» Task directions
Reproduce word for word everything from the line containing "I would be grateful if you could mark the gray" down through the end of the material below, including that first line and the final one.

[Position identification records]

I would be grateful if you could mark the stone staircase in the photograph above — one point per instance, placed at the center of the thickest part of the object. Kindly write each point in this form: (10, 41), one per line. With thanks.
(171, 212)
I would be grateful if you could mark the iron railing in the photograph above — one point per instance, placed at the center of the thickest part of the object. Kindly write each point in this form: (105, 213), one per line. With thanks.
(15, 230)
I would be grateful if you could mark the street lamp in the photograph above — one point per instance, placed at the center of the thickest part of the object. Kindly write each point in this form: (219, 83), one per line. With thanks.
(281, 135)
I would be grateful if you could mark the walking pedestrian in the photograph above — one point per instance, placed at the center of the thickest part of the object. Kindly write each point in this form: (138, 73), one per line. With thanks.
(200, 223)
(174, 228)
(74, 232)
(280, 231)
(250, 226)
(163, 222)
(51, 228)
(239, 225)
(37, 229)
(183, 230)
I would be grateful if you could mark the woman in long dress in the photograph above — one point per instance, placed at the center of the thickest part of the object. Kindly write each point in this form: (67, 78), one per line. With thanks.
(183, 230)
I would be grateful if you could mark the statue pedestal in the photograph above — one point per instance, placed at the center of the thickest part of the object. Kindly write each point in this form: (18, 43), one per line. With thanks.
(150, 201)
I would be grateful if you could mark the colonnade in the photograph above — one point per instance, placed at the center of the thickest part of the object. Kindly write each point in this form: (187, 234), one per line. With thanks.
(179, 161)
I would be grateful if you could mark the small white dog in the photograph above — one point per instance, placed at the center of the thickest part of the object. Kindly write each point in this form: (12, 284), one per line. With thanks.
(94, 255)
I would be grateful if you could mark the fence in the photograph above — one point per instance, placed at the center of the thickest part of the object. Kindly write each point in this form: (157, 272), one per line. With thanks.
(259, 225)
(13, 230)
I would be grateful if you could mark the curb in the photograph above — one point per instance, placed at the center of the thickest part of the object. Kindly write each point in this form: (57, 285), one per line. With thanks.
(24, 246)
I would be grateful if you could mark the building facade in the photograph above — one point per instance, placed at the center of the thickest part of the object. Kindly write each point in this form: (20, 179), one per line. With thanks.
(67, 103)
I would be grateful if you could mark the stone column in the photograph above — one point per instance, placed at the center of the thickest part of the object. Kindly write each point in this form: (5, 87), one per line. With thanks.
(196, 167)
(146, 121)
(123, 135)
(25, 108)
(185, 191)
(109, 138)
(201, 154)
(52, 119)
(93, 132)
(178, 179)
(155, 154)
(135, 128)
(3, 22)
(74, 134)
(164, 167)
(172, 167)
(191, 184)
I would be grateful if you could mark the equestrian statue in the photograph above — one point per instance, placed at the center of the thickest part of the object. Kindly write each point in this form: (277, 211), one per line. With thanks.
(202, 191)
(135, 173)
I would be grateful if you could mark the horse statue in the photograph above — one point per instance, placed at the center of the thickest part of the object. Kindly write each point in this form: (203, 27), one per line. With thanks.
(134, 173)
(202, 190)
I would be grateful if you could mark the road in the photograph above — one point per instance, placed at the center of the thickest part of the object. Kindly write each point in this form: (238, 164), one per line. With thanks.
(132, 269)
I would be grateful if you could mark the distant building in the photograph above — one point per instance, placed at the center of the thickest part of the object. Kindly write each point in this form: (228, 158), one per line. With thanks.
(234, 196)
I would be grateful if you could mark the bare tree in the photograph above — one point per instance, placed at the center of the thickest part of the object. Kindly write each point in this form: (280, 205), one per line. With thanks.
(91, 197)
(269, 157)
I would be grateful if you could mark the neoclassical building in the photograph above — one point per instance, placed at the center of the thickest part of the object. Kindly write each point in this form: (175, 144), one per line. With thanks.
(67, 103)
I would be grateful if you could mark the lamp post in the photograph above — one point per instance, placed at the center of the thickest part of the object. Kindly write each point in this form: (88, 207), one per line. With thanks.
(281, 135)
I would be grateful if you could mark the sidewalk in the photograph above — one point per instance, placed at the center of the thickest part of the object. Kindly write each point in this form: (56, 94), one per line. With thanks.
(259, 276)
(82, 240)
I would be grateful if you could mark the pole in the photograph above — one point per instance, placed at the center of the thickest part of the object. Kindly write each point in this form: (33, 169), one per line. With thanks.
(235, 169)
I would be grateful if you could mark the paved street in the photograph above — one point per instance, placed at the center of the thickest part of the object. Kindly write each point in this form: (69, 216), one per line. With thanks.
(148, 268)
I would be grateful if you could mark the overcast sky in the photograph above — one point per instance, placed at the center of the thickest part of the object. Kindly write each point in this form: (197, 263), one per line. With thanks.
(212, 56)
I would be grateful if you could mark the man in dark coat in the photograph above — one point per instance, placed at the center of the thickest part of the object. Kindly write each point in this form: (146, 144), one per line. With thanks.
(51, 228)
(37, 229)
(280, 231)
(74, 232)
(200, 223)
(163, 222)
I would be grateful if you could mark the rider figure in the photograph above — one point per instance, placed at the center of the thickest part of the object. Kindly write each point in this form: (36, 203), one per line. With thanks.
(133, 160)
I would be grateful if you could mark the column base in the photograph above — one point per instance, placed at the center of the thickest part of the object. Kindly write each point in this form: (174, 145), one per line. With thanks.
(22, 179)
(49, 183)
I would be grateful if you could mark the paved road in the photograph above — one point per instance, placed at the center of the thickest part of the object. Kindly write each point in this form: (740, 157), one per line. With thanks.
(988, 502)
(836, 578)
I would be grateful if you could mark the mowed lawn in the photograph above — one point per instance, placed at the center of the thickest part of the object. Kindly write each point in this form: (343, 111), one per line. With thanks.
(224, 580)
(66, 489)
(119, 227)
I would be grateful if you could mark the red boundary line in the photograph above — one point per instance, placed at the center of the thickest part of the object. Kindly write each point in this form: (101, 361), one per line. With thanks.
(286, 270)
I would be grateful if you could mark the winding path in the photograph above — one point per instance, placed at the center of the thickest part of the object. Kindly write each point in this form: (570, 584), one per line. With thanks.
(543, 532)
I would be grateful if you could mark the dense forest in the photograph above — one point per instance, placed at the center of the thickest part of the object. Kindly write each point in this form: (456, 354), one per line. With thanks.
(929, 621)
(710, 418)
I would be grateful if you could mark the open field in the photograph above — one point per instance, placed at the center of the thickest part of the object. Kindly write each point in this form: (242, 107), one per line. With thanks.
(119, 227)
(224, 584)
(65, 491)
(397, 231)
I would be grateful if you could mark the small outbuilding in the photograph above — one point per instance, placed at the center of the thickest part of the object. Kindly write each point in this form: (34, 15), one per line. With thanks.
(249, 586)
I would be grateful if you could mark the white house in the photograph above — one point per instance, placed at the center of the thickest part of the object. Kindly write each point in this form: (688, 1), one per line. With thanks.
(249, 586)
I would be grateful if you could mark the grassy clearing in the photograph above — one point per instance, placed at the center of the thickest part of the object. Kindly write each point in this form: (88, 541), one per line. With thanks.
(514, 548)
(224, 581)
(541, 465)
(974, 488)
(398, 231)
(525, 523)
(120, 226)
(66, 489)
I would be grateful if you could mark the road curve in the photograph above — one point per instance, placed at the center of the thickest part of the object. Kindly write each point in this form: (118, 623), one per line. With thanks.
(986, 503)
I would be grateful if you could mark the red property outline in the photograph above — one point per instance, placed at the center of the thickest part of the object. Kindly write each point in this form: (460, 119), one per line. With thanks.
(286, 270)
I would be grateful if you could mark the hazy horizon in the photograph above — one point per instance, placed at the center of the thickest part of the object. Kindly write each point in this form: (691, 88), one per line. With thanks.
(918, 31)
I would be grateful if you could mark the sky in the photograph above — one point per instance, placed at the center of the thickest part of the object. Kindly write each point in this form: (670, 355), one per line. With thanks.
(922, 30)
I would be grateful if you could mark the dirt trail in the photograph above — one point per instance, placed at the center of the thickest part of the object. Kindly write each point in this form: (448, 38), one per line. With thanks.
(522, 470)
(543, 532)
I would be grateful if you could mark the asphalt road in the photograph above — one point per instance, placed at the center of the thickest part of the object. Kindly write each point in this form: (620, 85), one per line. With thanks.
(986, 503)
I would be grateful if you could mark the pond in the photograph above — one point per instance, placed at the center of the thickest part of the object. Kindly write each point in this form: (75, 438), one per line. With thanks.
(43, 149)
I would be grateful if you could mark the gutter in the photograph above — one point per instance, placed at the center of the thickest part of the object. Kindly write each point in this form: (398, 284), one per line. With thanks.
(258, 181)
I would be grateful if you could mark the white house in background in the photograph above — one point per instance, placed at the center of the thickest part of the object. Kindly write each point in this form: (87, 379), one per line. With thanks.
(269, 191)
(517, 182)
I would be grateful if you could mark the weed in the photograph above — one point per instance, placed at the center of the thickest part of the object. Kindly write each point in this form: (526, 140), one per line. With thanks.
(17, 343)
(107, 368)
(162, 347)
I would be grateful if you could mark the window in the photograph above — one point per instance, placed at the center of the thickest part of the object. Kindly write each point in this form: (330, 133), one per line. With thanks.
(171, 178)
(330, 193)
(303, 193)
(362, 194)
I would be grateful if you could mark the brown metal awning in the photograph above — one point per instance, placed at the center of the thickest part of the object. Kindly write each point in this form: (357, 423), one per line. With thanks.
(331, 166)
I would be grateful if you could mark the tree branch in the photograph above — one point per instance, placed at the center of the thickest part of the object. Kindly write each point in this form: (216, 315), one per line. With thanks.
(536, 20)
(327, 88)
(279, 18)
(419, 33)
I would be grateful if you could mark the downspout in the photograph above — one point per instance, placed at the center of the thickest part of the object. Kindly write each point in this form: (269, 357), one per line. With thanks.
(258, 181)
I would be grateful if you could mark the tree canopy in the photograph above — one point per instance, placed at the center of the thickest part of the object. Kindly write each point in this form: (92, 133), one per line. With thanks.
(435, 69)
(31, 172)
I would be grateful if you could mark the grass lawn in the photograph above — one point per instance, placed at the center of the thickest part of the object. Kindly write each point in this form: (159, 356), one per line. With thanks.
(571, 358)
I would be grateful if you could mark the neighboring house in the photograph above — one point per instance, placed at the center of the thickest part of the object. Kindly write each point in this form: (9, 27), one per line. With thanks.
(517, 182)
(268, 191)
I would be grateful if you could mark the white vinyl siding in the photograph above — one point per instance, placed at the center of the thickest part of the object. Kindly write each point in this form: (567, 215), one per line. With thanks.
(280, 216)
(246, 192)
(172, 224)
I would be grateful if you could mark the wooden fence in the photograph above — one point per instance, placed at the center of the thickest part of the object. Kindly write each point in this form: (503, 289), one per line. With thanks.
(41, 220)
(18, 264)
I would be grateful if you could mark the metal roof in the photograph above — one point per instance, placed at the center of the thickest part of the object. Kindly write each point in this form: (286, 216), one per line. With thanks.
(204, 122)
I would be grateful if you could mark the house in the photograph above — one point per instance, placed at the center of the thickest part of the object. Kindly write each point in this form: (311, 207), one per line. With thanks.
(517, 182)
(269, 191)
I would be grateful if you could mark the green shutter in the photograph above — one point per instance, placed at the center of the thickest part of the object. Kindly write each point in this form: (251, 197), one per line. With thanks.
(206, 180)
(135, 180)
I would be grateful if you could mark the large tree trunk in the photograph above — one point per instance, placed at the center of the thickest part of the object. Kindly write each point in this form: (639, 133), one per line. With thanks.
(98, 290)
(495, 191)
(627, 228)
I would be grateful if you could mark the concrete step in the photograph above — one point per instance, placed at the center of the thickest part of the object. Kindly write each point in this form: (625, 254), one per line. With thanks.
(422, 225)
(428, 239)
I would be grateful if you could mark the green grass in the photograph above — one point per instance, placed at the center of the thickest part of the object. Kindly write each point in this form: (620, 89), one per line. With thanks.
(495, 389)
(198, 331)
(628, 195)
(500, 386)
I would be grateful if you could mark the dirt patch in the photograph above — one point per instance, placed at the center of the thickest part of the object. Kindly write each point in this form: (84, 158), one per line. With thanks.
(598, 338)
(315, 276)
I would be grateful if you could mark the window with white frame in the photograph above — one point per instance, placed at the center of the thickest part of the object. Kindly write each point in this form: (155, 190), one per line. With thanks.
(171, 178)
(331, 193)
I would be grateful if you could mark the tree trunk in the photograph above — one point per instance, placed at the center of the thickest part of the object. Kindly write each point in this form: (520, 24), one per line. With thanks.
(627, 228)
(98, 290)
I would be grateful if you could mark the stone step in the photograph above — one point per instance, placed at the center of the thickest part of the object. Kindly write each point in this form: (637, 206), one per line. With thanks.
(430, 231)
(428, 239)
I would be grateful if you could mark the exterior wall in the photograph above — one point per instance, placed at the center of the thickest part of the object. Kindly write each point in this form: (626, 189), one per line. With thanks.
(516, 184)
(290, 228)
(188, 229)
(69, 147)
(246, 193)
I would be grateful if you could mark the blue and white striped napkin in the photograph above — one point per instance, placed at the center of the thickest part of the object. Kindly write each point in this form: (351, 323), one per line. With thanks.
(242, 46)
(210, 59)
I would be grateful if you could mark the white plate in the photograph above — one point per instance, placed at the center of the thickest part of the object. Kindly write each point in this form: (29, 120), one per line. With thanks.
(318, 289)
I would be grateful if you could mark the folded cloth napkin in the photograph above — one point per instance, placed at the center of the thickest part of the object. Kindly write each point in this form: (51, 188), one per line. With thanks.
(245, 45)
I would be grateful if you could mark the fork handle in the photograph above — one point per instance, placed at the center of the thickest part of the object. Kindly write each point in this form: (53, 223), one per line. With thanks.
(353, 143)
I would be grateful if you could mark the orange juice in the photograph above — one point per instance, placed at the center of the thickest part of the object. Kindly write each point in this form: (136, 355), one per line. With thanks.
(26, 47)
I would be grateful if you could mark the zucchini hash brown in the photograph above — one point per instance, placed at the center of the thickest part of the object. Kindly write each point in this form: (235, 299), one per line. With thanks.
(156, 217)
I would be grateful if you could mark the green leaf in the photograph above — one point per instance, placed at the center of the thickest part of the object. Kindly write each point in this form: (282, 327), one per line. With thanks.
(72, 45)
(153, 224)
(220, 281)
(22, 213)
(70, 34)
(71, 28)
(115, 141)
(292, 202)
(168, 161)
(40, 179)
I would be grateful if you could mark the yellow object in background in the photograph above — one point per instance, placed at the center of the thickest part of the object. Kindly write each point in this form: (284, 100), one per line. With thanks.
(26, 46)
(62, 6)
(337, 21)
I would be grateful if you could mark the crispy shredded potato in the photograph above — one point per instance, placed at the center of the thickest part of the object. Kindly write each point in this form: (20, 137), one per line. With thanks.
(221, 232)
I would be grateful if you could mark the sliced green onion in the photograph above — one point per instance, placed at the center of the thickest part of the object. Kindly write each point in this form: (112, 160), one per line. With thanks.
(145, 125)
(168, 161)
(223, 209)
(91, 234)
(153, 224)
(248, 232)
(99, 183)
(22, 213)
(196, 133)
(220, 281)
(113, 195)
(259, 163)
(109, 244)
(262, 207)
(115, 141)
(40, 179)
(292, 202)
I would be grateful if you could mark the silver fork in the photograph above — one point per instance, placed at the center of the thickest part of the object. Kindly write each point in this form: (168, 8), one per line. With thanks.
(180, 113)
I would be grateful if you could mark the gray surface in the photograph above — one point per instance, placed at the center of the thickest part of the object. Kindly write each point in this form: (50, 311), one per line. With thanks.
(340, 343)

» Full output
I would be grateful if you could mark the gray surface in the photograph above — one point per instance, placed at the center of the thickest part of the object. Kindly write each point in this form: (50, 311), one per line. With thanks.
(340, 343)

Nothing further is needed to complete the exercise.